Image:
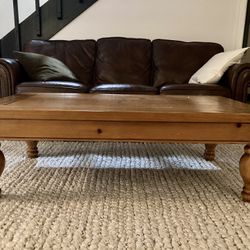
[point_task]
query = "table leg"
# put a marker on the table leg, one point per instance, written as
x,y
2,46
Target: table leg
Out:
x,y
32,150
2,164
245,173
209,153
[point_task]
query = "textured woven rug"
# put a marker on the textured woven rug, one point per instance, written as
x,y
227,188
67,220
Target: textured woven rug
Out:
x,y
122,196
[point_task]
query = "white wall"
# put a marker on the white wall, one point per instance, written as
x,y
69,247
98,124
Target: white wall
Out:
x,y
26,7
219,21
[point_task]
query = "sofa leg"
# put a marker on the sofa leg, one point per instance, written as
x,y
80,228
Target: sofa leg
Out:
x,y
32,150
209,153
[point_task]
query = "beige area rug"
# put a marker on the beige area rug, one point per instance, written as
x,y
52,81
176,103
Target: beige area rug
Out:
x,y
122,196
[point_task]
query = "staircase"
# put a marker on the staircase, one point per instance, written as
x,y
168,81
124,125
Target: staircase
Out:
x,y
45,22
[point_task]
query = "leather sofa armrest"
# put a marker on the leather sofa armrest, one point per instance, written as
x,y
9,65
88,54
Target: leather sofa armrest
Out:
x,y
11,73
237,78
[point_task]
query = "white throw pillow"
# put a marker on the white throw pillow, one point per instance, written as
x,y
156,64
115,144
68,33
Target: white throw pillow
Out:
x,y
213,70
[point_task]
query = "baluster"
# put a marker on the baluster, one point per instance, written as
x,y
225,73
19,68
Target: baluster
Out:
x,y
59,9
17,26
38,19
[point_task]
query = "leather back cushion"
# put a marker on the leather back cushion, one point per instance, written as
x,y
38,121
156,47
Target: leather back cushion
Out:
x,y
174,62
123,60
78,55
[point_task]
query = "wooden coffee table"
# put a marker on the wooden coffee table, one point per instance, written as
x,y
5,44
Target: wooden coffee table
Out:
x,y
185,119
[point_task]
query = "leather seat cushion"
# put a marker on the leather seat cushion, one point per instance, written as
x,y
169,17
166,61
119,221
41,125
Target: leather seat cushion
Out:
x,y
177,61
51,86
195,89
124,89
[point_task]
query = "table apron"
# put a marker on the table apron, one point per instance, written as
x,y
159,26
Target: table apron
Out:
x,y
130,131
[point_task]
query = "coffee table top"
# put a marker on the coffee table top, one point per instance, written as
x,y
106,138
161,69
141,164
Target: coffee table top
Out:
x,y
114,107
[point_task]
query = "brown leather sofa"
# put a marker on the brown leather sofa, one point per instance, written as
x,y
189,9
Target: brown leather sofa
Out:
x,y
127,65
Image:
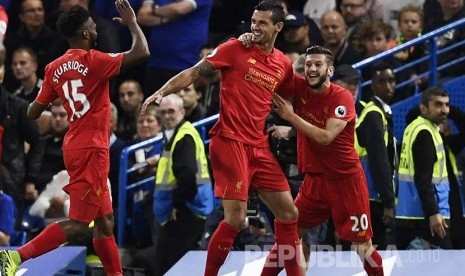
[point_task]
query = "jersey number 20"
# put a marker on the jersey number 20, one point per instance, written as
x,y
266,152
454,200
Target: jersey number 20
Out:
x,y
361,222
75,97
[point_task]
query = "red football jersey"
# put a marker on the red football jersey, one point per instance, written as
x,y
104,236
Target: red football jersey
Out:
x,y
249,77
338,158
81,79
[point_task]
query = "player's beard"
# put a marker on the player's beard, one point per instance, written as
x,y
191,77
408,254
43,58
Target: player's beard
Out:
x,y
320,82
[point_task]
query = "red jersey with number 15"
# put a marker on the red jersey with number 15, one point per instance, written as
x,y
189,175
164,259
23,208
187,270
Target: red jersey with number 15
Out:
x,y
249,77
81,79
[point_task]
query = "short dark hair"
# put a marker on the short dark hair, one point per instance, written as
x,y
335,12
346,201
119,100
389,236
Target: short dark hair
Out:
x,y
28,50
380,66
71,21
277,12
315,50
431,92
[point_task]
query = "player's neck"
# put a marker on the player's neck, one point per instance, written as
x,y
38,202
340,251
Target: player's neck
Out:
x,y
79,45
322,89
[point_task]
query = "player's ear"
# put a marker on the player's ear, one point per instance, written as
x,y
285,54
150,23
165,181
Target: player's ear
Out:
x,y
86,34
331,70
279,26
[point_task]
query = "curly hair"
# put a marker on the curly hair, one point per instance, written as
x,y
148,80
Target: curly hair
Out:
x,y
71,21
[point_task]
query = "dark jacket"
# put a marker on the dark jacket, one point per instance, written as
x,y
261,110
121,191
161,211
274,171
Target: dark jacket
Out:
x,y
17,166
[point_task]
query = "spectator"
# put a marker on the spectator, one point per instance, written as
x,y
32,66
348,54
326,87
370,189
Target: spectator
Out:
x,y
334,32
375,36
375,145
183,195
355,14
298,34
3,21
168,23
349,78
451,11
410,22
20,170
191,96
148,126
32,33
7,218
374,8
130,96
314,9
423,199
392,10
24,65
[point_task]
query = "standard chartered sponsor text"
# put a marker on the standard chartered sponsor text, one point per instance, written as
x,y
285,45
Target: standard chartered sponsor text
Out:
x,y
261,79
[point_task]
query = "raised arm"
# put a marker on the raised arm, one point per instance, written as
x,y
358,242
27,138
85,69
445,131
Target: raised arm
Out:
x,y
151,14
180,81
139,49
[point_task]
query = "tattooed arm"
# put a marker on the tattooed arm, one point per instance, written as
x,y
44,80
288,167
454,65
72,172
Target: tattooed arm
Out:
x,y
180,81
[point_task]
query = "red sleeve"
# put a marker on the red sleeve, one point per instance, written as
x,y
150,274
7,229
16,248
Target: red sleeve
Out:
x,y
342,107
46,93
107,64
224,55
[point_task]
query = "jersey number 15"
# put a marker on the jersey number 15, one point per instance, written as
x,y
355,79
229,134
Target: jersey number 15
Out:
x,y
75,97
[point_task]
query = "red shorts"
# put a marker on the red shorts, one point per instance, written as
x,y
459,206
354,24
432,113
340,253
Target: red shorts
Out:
x,y
237,166
345,200
88,190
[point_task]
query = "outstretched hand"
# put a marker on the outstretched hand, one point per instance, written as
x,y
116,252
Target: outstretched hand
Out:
x,y
153,99
282,107
246,39
126,12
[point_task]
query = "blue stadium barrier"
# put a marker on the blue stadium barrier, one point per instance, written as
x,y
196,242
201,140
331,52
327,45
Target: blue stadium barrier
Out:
x,y
432,57
129,193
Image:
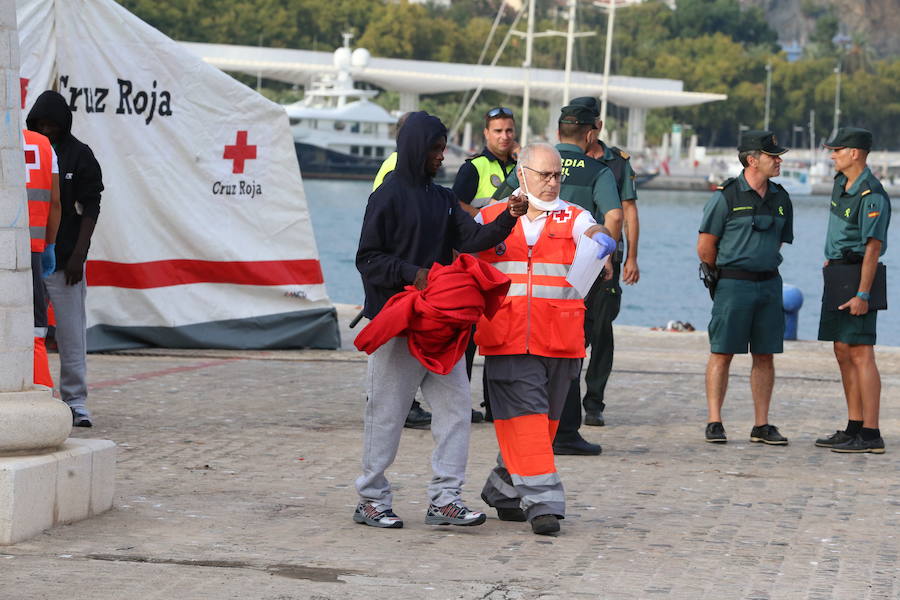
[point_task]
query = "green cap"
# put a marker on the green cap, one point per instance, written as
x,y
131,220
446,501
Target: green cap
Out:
x,y
762,141
588,102
575,114
850,137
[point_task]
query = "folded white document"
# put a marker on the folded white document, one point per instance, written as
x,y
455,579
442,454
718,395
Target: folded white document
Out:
x,y
586,267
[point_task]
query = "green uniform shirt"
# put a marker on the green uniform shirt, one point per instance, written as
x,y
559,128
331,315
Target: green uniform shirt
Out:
x,y
750,237
860,213
585,182
628,189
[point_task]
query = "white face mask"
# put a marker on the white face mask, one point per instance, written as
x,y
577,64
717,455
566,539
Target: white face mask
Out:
x,y
535,201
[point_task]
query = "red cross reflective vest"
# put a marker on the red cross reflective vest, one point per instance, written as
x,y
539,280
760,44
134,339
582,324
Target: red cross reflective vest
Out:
x,y
543,314
38,183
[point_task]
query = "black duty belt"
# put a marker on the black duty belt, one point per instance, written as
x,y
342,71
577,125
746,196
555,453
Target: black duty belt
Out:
x,y
747,275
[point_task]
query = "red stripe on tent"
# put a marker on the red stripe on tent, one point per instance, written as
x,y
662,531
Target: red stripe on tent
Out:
x,y
164,273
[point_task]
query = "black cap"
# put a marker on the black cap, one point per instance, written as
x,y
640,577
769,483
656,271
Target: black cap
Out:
x,y
588,102
576,114
850,137
763,141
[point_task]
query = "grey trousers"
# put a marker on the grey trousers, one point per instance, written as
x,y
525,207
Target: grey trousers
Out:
x,y
392,380
71,337
527,397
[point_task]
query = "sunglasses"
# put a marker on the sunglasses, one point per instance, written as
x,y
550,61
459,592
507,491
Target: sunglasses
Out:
x,y
546,176
500,111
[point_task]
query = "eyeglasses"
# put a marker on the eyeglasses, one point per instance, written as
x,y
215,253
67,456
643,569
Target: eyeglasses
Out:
x,y
500,111
546,176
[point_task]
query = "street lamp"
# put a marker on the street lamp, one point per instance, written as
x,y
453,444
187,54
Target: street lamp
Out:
x,y
768,93
837,98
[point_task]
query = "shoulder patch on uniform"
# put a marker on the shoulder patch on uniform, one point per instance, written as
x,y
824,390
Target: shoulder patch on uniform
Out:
x,y
726,183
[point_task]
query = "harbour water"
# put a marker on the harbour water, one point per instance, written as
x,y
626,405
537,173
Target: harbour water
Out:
x,y
669,288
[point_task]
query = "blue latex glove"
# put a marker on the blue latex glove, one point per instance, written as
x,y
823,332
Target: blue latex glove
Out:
x,y
607,244
48,261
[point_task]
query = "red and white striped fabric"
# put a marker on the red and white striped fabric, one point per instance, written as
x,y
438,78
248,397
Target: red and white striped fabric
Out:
x,y
204,237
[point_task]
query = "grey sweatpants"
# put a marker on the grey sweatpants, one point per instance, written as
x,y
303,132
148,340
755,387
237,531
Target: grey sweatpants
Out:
x,y
393,377
71,336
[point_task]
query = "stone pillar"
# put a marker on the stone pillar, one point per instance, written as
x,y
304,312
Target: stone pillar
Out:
x,y
44,479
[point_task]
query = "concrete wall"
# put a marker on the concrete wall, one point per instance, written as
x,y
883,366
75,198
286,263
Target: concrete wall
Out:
x,y
16,316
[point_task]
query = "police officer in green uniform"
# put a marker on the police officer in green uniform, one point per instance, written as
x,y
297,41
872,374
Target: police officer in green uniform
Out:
x,y
589,184
480,176
744,224
607,300
857,234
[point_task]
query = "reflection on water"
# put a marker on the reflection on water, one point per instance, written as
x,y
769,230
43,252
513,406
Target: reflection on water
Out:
x,y
669,288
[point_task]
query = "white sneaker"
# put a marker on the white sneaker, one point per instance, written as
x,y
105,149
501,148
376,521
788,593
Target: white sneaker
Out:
x,y
454,513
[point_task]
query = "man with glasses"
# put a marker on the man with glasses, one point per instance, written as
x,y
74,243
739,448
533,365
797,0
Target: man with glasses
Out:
x,y
590,184
534,344
857,235
744,224
476,181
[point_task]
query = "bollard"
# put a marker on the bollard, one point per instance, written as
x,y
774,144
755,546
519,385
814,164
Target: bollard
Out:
x,y
792,300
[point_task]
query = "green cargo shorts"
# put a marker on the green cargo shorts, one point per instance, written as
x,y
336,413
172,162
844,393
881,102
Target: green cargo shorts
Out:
x,y
841,326
747,313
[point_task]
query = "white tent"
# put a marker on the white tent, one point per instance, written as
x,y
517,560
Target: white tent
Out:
x,y
204,238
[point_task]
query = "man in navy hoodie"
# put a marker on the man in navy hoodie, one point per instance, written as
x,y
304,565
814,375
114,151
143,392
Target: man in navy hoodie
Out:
x,y
80,185
411,223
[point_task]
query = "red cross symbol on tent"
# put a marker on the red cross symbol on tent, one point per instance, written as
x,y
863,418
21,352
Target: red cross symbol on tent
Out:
x,y
239,152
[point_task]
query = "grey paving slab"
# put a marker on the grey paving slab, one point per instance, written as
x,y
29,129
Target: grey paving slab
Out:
x,y
236,478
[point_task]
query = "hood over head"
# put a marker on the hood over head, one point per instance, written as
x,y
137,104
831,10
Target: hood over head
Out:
x,y
417,135
52,106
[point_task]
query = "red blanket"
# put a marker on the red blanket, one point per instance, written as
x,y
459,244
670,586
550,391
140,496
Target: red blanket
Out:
x,y
437,321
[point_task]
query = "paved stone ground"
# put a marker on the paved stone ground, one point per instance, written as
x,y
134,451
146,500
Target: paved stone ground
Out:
x,y
236,478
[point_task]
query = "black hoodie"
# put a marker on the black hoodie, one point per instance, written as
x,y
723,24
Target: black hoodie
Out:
x,y
80,178
411,223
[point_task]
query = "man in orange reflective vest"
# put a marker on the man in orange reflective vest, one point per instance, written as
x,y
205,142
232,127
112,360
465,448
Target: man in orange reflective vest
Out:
x,y
42,185
533,346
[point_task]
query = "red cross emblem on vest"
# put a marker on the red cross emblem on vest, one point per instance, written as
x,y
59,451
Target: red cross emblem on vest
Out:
x,y
239,152
32,160
562,216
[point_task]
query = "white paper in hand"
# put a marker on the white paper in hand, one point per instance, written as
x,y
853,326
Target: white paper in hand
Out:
x,y
586,267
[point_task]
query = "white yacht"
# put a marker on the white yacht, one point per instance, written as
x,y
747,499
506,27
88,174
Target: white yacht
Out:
x,y
338,132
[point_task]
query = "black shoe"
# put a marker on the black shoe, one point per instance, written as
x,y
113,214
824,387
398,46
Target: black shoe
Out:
x,y
418,417
576,447
857,445
838,437
715,433
507,514
545,524
767,434
81,417
594,418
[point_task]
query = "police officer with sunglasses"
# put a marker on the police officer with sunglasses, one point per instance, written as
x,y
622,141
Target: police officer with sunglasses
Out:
x,y
744,224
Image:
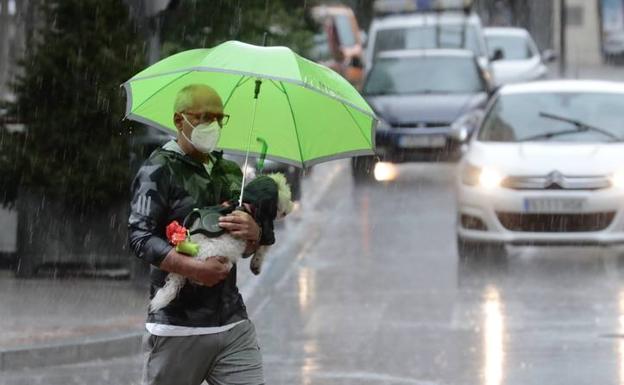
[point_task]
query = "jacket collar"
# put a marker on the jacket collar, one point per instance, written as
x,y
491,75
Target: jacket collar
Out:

==========

== Task requirements ==
Pick out each line of the listing above that contains the string "chartered", and copy those lines in full.

== Result of the task ==
query = "standard chartered sponsor text"
# put a marker on the standard chartered sponsor text, one point per instance, written as
Target: standard chartered sponsor text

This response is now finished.